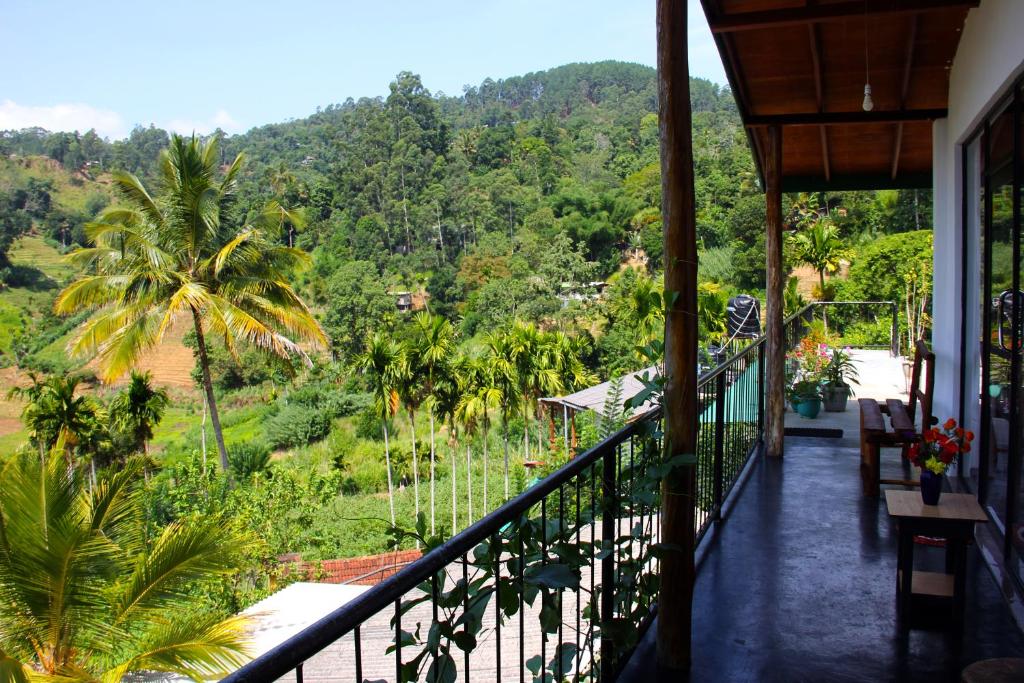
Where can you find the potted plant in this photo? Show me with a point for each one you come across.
(934, 454)
(839, 374)
(807, 397)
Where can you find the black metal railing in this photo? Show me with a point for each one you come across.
(557, 584)
(869, 325)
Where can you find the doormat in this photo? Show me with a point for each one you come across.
(814, 432)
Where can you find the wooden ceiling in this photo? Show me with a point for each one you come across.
(802, 65)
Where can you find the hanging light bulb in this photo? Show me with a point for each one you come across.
(868, 102)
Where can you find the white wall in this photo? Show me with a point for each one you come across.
(989, 57)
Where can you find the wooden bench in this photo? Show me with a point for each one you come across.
(873, 433)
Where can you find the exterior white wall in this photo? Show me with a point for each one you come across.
(989, 57)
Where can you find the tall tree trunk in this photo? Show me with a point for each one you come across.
(204, 361)
(416, 465)
(505, 438)
(469, 486)
(432, 471)
(387, 459)
(679, 219)
(455, 499)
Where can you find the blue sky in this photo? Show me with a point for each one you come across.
(188, 66)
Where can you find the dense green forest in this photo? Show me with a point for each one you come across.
(523, 215)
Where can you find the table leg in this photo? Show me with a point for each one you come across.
(904, 570)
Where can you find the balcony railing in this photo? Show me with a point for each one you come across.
(558, 583)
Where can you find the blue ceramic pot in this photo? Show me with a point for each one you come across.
(809, 408)
(931, 486)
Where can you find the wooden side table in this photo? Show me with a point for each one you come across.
(953, 519)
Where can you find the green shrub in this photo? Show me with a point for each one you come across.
(248, 459)
(296, 425)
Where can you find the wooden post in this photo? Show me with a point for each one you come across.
(775, 375)
(678, 216)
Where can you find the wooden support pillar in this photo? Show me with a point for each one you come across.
(679, 219)
(775, 375)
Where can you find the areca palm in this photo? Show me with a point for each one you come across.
(480, 395)
(820, 247)
(138, 409)
(500, 356)
(433, 343)
(536, 372)
(57, 419)
(87, 597)
(157, 258)
(411, 392)
(384, 364)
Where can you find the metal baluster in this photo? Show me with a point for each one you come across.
(434, 598)
(465, 604)
(544, 594)
(608, 563)
(358, 656)
(579, 592)
(522, 610)
(496, 544)
(397, 639)
(561, 537)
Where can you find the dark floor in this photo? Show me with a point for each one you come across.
(799, 585)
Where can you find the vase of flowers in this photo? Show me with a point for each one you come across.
(935, 453)
(838, 375)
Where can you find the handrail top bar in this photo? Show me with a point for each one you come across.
(280, 659)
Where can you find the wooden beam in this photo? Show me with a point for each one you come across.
(904, 89)
(844, 118)
(775, 350)
(812, 34)
(681, 406)
(839, 11)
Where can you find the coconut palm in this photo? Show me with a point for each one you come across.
(157, 258)
(87, 597)
(412, 389)
(57, 419)
(433, 343)
(384, 365)
(536, 373)
(480, 395)
(500, 357)
(137, 409)
(819, 246)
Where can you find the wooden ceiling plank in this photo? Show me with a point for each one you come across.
(773, 18)
(907, 69)
(845, 118)
(812, 34)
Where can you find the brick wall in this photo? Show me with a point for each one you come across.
(366, 570)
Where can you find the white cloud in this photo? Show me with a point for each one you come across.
(66, 117)
(220, 119)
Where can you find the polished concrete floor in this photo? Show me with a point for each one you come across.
(798, 584)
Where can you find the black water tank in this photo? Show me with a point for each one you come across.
(744, 316)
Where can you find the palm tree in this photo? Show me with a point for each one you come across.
(433, 344)
(384, 363)
(158, 258)
(536, 374)
(59, 420)
(87, 597)
(480, 395)
(500, 356)
(820, 247)
(138, 409)
(411, 392)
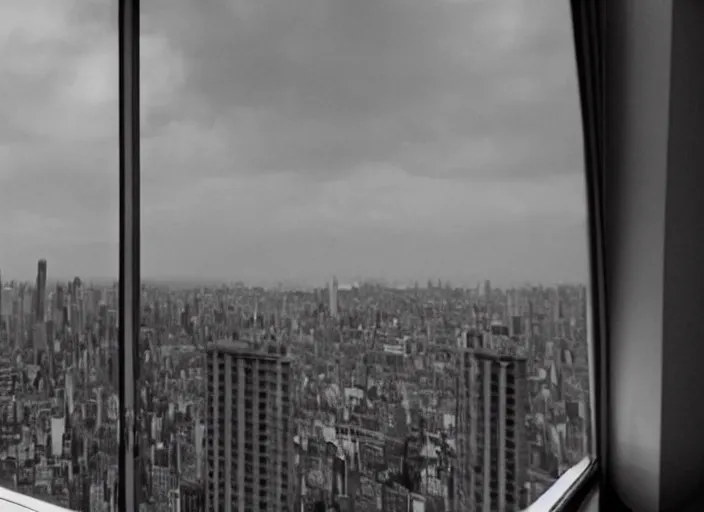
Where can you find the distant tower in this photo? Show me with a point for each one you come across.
(333, 297)
(492, 451)
(40, 306)
(249, 429)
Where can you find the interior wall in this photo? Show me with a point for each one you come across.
(637, 97)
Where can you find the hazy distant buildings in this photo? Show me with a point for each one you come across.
(492, 458)
(249, 447)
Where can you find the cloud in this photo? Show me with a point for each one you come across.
(289, 127)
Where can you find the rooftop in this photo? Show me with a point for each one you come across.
(249, 349)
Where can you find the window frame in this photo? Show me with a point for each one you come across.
(573, 488)
(129, 273)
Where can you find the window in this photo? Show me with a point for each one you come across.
(59, 365)
(294, 172)
(306, 164)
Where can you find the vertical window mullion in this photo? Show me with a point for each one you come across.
(129, 246)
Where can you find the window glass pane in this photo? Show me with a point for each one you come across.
(59, 251)
(392, 194)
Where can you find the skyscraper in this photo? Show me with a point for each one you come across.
(333, 297)
(249, 437)
(40, 306)
(492, 447)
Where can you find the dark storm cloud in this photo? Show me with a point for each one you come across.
(458, 88)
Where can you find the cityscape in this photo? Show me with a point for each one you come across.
(354, 397)
(363, 255)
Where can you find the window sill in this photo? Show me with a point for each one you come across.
(11, 501)
(571, 492)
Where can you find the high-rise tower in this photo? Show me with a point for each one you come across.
(249, 437)
(492, 456)
(40, 307)
(333, 297)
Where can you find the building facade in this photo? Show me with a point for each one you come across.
(249, 437)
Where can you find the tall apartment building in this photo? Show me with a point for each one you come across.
(249, 429)
(492, 458)
(40, 307)
(333, 297)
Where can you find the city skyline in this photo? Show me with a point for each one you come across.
(345, 142)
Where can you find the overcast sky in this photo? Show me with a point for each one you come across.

= = = = =

▶ _What this task involves_:
Return exactly the lines from the line bearing "Where can you find the window sill" to the end of the records, inclusive of both; include no other lines.

▶ _Task response_:
Where can you find the window sill in this photo? Show me with a point for each one you come across.
(11, 501)
(571, 492)
Where can you find the high-rise tower in this photo? Show me with a point for each one you come across.
(249, 437)
(492, 456)
(40, 307)
(333, 297)
Where can you find the building facade in this photo? Show me with a point for each one you come across.
(249, 437)
Where can you find the tall apartment building in this photo? Show me with a point for each one you come across.
(249, 429)
(492, 458)
(40, 307)
(333, 297)
Where can you find the city skyline in this photo? Show me with a point for each one you come across.
(345, 142)
Where can you find the overcast sky in this photo? Show me with a point for each one you come across.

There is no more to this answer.